## RECORDS FOR THE EXERCISE:
--- Begin ---

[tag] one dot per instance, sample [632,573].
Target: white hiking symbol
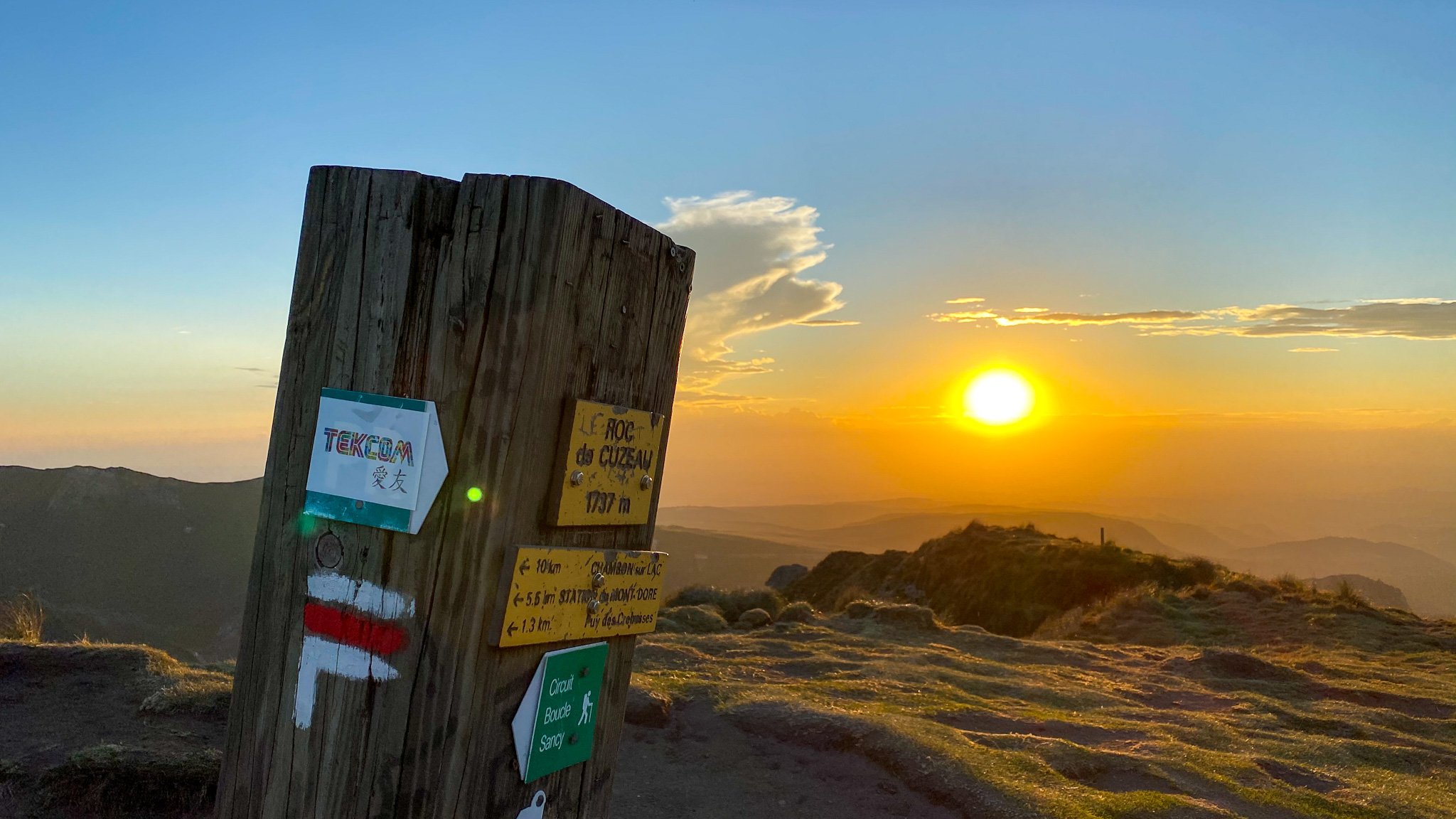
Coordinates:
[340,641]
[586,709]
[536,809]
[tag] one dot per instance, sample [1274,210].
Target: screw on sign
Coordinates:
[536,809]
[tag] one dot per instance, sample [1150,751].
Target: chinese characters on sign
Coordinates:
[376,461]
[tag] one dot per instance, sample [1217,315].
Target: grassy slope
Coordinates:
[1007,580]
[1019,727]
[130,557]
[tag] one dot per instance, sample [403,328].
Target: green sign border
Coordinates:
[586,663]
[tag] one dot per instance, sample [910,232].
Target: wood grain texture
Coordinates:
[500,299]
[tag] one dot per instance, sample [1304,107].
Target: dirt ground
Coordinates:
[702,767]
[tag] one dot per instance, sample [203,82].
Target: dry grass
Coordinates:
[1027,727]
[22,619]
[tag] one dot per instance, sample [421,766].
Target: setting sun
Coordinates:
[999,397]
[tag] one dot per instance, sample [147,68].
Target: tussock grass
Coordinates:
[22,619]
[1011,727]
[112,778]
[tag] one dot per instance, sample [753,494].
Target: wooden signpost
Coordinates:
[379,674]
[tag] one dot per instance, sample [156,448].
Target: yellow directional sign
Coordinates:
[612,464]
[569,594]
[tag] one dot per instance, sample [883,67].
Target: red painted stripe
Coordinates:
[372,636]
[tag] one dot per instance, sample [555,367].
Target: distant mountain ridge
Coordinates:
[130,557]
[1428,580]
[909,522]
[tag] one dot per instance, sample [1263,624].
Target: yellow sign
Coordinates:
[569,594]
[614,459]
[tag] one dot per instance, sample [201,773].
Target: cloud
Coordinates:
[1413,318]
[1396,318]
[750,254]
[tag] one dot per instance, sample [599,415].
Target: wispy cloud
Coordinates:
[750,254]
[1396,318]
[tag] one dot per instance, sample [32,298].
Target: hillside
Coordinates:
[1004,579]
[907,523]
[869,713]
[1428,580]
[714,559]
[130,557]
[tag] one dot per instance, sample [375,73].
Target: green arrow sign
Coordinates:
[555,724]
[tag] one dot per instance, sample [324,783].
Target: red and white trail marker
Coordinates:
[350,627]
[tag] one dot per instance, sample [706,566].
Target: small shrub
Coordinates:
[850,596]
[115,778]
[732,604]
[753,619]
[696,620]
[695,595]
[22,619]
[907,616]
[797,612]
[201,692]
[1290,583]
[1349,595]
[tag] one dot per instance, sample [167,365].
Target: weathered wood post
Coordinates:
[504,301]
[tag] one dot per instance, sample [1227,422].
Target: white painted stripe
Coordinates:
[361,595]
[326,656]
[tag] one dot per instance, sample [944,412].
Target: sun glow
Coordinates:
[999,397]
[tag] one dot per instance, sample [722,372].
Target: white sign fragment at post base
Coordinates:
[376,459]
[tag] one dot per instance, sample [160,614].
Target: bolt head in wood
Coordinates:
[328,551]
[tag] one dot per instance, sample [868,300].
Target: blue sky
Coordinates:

--- End ---

## SHORT PROBLEM:
All records should be output exactly, with the pictures left out.

## WRITTEN RESPONSE:
[tag] one dot per instance, sample [632,573].
Target: white hiking symbol
Coordinates:
[340,641]
[586,709]
[536,809]
[tag] one dot per instance, sample [1274,210].
Target: screw on sign
Coordinates:
[536,809]
[tag] one dot per instance, sample [1150,751].
Target: chinese characters on sign
Coordinates:
[376,461]
[tag] one dot per instance, sample [1217,315].
Target: grassy slope
Coordinates:
[1007,580]
[1019,727]
[130,557]
[tag] one dot per instance, sample [403,328].
Target: green sign border
Coordinates:
[586,663]
[tag] one dot per instance, sample [910,232].
Target: wood grain texture
Coordinates:
[500,299]
[tag] one dot per instance, sample [1304,107].
Target: dirt ground
Coordinates:
[702,767]
[tag] one dot per instance, sample [203,82].
Target: dry grass
Coordinates:
[1027,727]
[22,619]
[tag] one dot per instance, sample [421,766].
Target: setting sun
Coordinates:
[999,397]
[tag] one dot per instance, sample [147,68].
Target: tussock grass
Coordinates:
[22,619]
[1011,727]
[112,778]
[tag] one dot per instance, sample [753,494].
Target: wooden signpost
Coordinates:
[379,674]
[tag] one dot per instance, sample [156,448].
Target: yellow directional sign
Coordinates:
[612,464]
[569,594]
[tag] one dot per instance, sample [883,67].
Target: red painted stripe
Coordinates:
[372,636]
[tag] one dot per instance, sample [555,367].
Target: distant mountain ridge
Coordinates:
[130,557]
[1428,580]
[909,522]
[tag] one dot per instance, sample [1263,624].
Target: yellow sign
Coordinates:
[569,594]
[614,459]
[tag] one dot per instance, sample [201,773].
Target: cloud
Coordinates:
[1413,318]
[1396,318]
[750,254]
[tag] one dot per instance, sample [599,415].
Target: wispy cloud
Coordinates:
[750,254]
[1396,318]
[tag] one dot per instance, sample [32,298].
Target: hillside
Coordinates:
[1004,579]
[907,523]
[869,713]
[1428,580]
[714,559]
[130,557]
[tag] one dot per instance, sample [375,73].
Target: green arrow sign
Coordinates:
[555,724]
[tag] one dot per instance, sample [324,783].
Target: red and white trail marker
Coordinates:
[350,627]
[tag] one dot per instance, sample [706,566].
Target: small shrub
Coordinates:
[850,596]
[115,778]
[732,604]
[753,619]
[696,620]
[695,595]
[22,619]
[907,616]
[797,612]
[201,692]
[1290,583]
[1349,595]
[tag] one dot per instance, sample [167,365].
Target: weathered wood post
Coordinates:
[504,301]
[tag] one dot per instance, sample [1227,422].
Target: white painted stripe
Coordinates:
[361,595]
[326,656]
[tag] one dot per instance, sample [944,412].
Target: sun glow
Coordinates:
[999,397]
[tag] one dot per instance, sample [722,372].
Target: white sign fragment at post base
Coordinates:
[376,459]
[tag] one dot per instance, sample [160,614].
Target: bolt head in wood
Coordinates:
[328,551]
[tag] one dot per instance, sample [868,300].
Target: blue sky
Coordinates:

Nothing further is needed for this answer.